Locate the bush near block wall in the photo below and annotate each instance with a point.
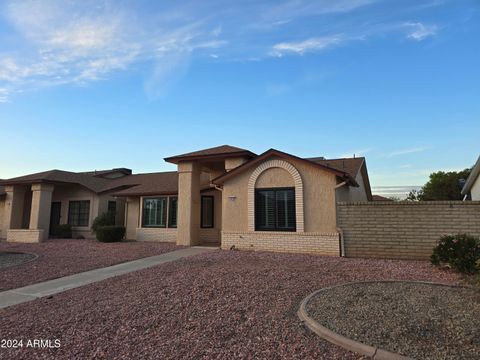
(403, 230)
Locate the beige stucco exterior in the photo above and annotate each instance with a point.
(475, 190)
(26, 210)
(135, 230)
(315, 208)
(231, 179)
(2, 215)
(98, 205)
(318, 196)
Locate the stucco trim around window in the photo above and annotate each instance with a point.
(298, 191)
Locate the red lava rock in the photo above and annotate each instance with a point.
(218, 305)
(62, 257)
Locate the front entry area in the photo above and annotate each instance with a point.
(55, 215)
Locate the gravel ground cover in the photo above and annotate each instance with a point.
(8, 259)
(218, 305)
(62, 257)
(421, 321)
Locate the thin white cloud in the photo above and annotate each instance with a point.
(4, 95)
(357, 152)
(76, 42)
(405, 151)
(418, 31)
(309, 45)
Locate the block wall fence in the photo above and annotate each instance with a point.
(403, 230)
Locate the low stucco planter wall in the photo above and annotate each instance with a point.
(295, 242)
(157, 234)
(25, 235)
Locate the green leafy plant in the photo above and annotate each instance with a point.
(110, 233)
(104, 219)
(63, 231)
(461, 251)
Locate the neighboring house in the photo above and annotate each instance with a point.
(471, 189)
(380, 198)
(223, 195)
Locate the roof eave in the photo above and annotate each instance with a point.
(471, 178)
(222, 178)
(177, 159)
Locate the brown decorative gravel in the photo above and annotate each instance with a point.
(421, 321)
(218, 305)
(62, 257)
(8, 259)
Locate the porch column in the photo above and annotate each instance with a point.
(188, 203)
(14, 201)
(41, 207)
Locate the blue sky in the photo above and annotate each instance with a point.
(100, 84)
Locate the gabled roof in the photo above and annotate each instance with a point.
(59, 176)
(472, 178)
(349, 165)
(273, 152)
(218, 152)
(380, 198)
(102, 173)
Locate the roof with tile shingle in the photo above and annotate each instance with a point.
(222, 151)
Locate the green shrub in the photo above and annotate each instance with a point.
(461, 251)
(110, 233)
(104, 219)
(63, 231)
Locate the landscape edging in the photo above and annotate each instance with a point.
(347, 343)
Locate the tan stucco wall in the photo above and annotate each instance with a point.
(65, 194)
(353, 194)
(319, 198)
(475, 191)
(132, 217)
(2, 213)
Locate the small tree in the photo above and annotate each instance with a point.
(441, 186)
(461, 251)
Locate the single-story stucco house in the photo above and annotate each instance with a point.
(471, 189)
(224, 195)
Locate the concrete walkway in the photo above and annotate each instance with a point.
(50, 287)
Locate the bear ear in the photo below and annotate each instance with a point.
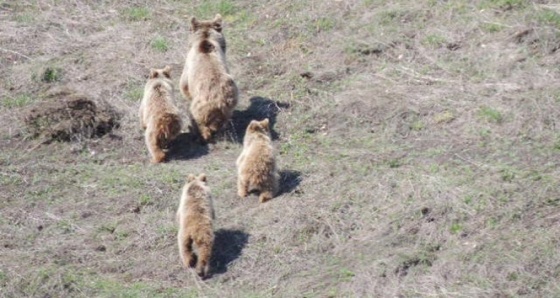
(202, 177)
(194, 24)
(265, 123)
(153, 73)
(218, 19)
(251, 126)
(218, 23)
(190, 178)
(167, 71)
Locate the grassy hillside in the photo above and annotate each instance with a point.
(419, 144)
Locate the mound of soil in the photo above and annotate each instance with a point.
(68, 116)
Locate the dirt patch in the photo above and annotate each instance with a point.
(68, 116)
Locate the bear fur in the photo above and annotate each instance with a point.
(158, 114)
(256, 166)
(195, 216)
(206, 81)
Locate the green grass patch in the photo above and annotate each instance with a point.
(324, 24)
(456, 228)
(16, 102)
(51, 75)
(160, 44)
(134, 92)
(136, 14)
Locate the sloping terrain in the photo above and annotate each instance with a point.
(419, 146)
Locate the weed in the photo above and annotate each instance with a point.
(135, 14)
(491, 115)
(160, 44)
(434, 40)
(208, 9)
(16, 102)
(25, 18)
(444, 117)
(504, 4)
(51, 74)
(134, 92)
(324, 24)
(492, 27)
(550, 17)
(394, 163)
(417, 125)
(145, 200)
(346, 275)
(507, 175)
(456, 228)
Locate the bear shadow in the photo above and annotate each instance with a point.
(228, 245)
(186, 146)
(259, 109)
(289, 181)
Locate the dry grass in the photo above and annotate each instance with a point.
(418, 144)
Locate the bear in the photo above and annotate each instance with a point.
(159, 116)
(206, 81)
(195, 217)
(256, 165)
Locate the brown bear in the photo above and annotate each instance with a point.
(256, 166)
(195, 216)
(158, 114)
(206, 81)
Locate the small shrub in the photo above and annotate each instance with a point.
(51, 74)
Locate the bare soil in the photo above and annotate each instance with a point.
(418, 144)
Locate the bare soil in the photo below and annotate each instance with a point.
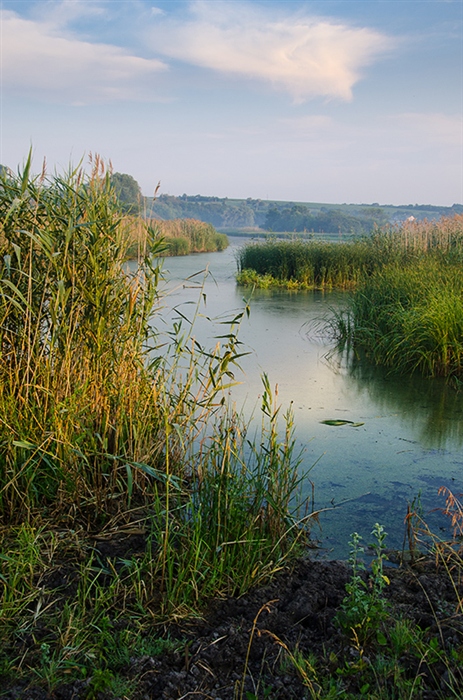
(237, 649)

* * *

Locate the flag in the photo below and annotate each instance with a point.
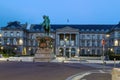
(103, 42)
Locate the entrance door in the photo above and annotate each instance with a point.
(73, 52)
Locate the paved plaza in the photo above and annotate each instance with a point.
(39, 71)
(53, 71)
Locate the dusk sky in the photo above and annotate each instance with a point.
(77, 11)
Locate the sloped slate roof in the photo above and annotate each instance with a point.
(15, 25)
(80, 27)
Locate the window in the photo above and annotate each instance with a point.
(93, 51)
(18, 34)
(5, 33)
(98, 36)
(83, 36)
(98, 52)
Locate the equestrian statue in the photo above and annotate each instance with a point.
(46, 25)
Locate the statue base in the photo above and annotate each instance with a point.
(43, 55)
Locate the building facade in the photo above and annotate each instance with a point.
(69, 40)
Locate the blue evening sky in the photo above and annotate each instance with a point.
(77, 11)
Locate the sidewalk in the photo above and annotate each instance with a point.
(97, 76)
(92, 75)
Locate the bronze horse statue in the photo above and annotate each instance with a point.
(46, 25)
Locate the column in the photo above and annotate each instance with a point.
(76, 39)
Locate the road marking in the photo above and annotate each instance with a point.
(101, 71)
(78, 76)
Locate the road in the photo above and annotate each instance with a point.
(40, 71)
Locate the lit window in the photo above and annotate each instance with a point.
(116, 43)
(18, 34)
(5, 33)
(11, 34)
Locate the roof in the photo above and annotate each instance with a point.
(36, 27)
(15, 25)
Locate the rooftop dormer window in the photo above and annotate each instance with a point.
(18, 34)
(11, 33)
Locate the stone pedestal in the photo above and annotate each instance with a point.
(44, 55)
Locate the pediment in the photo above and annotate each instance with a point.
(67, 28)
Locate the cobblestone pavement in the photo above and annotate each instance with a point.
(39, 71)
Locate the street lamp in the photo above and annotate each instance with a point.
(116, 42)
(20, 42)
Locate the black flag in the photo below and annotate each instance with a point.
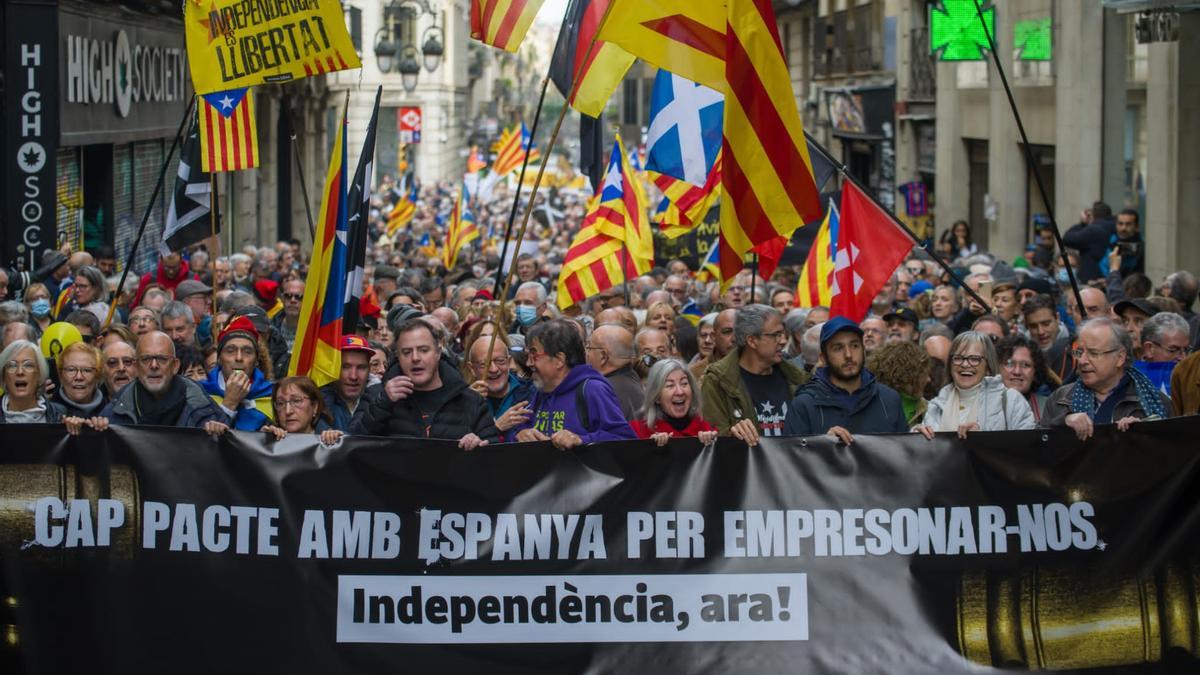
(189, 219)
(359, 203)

--

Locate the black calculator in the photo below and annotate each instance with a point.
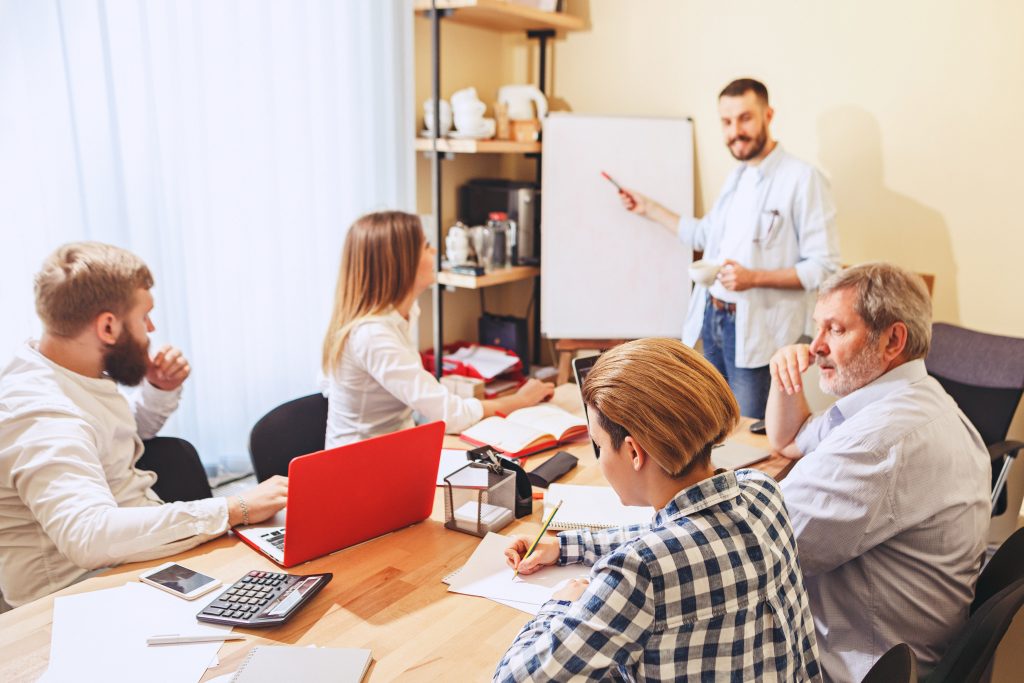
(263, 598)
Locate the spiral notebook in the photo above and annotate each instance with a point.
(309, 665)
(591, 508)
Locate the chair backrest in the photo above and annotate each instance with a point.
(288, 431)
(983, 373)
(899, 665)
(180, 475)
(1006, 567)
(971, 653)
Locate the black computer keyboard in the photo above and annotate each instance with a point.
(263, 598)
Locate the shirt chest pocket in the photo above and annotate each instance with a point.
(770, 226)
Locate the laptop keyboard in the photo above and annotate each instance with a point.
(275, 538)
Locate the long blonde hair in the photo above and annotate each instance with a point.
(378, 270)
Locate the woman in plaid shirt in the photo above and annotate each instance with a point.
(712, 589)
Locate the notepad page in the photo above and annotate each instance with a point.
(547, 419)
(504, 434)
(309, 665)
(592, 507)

--- Set problem ---
Tally the lines of the data above that contain the string "statue", treating uppercase and lowercase letters as distinct. Reply with the count alone.

--- Output ---
3